[Entries from a dataset]
◇ ◇ ◇ ◇
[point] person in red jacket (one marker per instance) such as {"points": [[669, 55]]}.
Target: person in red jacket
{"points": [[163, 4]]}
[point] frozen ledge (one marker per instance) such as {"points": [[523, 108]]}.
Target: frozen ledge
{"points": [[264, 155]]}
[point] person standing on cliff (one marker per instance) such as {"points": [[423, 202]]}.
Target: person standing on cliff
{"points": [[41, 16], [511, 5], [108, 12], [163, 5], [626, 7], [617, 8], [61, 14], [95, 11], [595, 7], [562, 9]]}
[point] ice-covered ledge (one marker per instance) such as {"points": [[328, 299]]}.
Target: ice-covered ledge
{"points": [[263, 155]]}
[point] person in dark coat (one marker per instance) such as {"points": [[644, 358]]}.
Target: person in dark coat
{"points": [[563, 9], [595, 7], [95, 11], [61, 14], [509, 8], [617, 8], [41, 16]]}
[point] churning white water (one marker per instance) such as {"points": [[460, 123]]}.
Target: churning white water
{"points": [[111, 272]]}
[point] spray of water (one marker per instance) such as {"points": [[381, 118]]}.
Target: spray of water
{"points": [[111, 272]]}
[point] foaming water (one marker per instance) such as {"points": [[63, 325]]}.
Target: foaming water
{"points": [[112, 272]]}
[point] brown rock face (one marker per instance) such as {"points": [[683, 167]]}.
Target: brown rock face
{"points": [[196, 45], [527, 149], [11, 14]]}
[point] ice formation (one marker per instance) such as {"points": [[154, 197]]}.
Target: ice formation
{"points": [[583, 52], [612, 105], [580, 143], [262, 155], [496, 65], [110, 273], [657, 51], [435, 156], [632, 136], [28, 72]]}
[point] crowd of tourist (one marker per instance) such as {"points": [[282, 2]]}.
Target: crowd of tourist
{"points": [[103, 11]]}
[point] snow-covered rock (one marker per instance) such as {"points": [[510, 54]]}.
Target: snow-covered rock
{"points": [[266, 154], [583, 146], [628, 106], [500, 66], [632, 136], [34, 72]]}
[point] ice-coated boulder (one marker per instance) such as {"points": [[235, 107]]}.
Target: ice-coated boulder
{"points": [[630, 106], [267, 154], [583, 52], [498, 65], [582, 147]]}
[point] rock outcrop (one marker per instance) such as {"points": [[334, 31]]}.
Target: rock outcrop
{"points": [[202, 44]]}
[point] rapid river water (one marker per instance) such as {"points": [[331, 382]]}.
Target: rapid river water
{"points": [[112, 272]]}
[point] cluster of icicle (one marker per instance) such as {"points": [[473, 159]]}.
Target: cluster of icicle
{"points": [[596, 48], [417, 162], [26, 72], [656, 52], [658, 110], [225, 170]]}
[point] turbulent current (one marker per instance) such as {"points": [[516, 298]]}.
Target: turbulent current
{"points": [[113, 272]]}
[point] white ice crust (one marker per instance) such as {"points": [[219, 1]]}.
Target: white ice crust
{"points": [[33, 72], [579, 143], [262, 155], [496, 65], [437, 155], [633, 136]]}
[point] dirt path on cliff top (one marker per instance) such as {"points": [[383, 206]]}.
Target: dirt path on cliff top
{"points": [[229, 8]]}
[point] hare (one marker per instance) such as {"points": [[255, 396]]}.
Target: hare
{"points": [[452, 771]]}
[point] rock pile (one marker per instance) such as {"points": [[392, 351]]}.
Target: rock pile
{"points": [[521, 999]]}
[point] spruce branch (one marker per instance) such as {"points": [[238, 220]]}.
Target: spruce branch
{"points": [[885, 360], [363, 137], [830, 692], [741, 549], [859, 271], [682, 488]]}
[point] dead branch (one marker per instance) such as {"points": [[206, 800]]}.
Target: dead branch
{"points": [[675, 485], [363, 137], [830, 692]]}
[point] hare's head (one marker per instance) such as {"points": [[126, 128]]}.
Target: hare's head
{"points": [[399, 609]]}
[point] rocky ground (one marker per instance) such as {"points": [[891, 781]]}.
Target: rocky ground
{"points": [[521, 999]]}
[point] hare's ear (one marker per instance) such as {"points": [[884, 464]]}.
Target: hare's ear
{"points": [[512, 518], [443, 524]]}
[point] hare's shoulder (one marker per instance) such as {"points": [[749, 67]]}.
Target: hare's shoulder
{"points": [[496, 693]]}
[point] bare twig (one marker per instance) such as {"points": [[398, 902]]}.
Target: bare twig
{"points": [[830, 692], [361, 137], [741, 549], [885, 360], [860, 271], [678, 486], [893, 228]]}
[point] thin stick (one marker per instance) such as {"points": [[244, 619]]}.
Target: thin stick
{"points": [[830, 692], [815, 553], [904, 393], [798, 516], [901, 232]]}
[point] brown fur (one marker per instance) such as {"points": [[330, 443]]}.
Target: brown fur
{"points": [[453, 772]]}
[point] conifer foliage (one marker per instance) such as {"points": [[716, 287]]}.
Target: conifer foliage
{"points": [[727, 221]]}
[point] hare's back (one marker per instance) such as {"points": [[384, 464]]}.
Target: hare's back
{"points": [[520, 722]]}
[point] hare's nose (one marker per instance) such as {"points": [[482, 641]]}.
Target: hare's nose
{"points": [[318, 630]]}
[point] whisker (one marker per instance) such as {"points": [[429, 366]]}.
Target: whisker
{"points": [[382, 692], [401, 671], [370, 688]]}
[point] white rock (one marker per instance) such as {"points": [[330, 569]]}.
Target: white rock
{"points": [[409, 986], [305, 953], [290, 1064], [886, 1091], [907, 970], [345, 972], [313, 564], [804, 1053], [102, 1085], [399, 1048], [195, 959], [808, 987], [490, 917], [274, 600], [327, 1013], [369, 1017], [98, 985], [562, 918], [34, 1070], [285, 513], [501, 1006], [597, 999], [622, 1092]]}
◇ ◇ ◇ ◇
Send back every record, precisely as written.

■ ANSWER FOR THIS EXERCISE:
[point] person in red jacket (one marker per instance) such as {"points": [[669, 55]]}.
Target: person in red jacket
{"points": [[163, 4]]}
[point] frozen ledge (one marker per instance) such as {"points": [[523, 108]]}.
Target: frozen ledge
{"points": [[264, 155]]}
[point] person standing on cliff (one marker per instance) such as {"points": [[423, 202]]}.
Target: person standing on cliff
{"points": [[41, 16], [511, 5], [108, 12], [163, 5], [626, 7], [617, 8], [61, 14], [95, 11], [595, 7], [562, 9]]}
[point] ice-covered ledge (one marker per instance) such as {"points": [[328, 299]]}.
Target: ice-covered ledge
{"points": [[263, 155]]}
[point] person in dark coat (one marker per instance) such as {"points": [[644, 358]]}.
Target: person in dark coat
{"points": [[563, 9], [595, 7], [95, 11], [61, 14], [509, 8], [617, 8], [41, 16]]}
[point] churning white water (one marker per instance) such as {"points": [[460, 123]]}.
Target: churning white water
{"points": [[111, 272]]}
[point] spray of water (one marker per instance) such as {"points": [[381, 118]]}.
Target: spray of water
{"points": [[111, 272]]}
[point] foaming water (one marker per instance) such as {"points": [[63, 325]]}.
Target: foaming water
{"points": [[112, 272]]}
[point] brown rock face (one marker per instance) such as {"points": [[683, 167]]}.
Target: brown rock face
{"points": [[196, 45], [527, 149], [11, 14]]}
[point] ice formation (one marker per instance) such as {"points": [[154, 197]]}.
Target: ice formation
{"points": [[583, 52], [612, 105], [580, 143], [262, 155], [496, 65], [110, 273], [657, 51], [435, 156], [632, 136], [28, 72]]}
[point] crowd of tourist (one marker per instance) such as {"points": [[282, 2]]}.
Target: crowd of tourist
{"points": [[103, 11]]}
[point] snow-covered rock (one marker per instance) such as {"points": [[510, 54]]}.
Target: snow-covered rock
{"points": [[266, 154], [583, 146], [628, 106], [500, 66], [632, 136], [34, 72]]}
[point] ice-coated boulder (one marker per instance) such as {"points": [[235, 107]]}.
Target: ice-coated boulder
{"points": [[630, 106], [267, 154], [583, 52], [498, 65], [582, 147]]}
[point] rock outcrop (one marker per instance) such as {"points": [[334, 31]]}.
Target: rock outcrop
{"points": [[202, 44]]}
[point] rapid river water (one marker per instance) such as {"points": [[331, 382]]}.
Target: rapid river water
{"points": [[112, 272]]}
[point] cluster of icicle (one marker per instance) such as {"points": [[473, 159]]}.
Target: cluster of icicle
{"points": [[596, 48], [417, 162], [26, 72], [656, 52], [658, 110], [225, 170]]}
[point] turbulent current (one marker per instance) such as {"points": [[516, 298]]}.
Target: turbulent current
{"points": [[113, 272]]}
[point] white ice crust (one marker per instance) such as {"points": [[219, 1]]}.
Target: white ice crust
{"points": [[33, 72], [579, 143], [262, 155], [496, 65], [437, 155], [633, 136]]}
[point] dirt path on cliff top (one marker per instance) such as {"points": [[383, 206]]}.
Target: dirt path on cliff top
{"points": [[229, 8]]}
[point] hare (one marker per instance) such as {"points": [[255, 396]]}.
Target: hare
{"points": [[452, 771]]}
[point] rock pile (one marker per instance) such as {"points": [[392, 351]]}.
Target: rock pile
{"points": [[521, 999]]}
[point] spruce branch (one marker per instance) such as {"points": [[238, 220]]}.
Target: spruce branch
{"points": [[885, 360], [363, 137], [830, 692], [741, 549], [859, 271], [682, 488]]}
[point] dead branch (one marker per instance) such as {"points": [[206, 800]]}.
Target: dead branch
{"points": [[675, 485], [363, 137], [830, 692]]}
[point] hare's head (one marker per instance) such as {"points": [[126, 128]]}.
Target: hare's head
{"points": [[399, 609]]}
[point] rocky ground (one marker per instance) such as {"points": [[891, 781]]}.
Target: rocky ground
{"points": [[521, 999]]}
[point] hare's ear (one marker per instance) such as {"points": [[884, 464]]}.
Target: hare's ear
{"points": [[512, 518], [443, 524]]}
[point] hare's shoulder (one marker per instance) such as {"points": [[749, 67]]}.
Target: hare's shoulder
{"points": [[496, 693]]}
[point] bare twig (one marker per instance) such as {"points": [[398, 902]]}.
Target: bare twig
{"points": [[830, 692], [361, 137], [741, 549], [885, 360], [860, 271], [678, 486], [893, 228]]}
[point] thin stick (one marker per instance) such as {"points": [[244, 619]]}.
Target: thin stick
{"points": [[830, 692], [815, 553], [904, 393], [798, 516], [901, 232]]}
[point] brown fur (one marker per instance) such as {"points": [[330, 443]]}.
Target: brown fur
{"points": [[453, 772]]}
[point] conifer foliage (one marker per instance) such as {"points": [[716, 287]]}.
Target: conifer foliage
{"points": [[727, 221]]}
[point] hare's back (one marker per instance) such as {"points": [[384, 464]]}.
Target: hare's back
{"points": [[520, 722]]}
[point] hare's nose (one marker per instance) such as {"points": [[482, 641]]}.
Target: hare's nose
{"points": [[318, 630]]}
[point] whisker (one marker per instance) such as {"points": [[429, 366]]}.
Target: whisker
{"points": [[382, 692], [401, 671], [370, 688]]}
[point] white rock (one marker per instance) such as {"points": [[330, 569]]}.
Target: white rock
{"points": [[409, 986], [305, 953], [290, 1064], [886, 1091], [907, 970], [345, 972], [313, 564], [804, 1053], [102, 1085], [399, 1048], [195, 959], [808, 987], [490, 917], [274, 600], [327, 1013], [369, 1017], [98, 985], [562, 918], [34, 1070], [285, 513], [501, 1006], [597, 999], [622, 1092]]}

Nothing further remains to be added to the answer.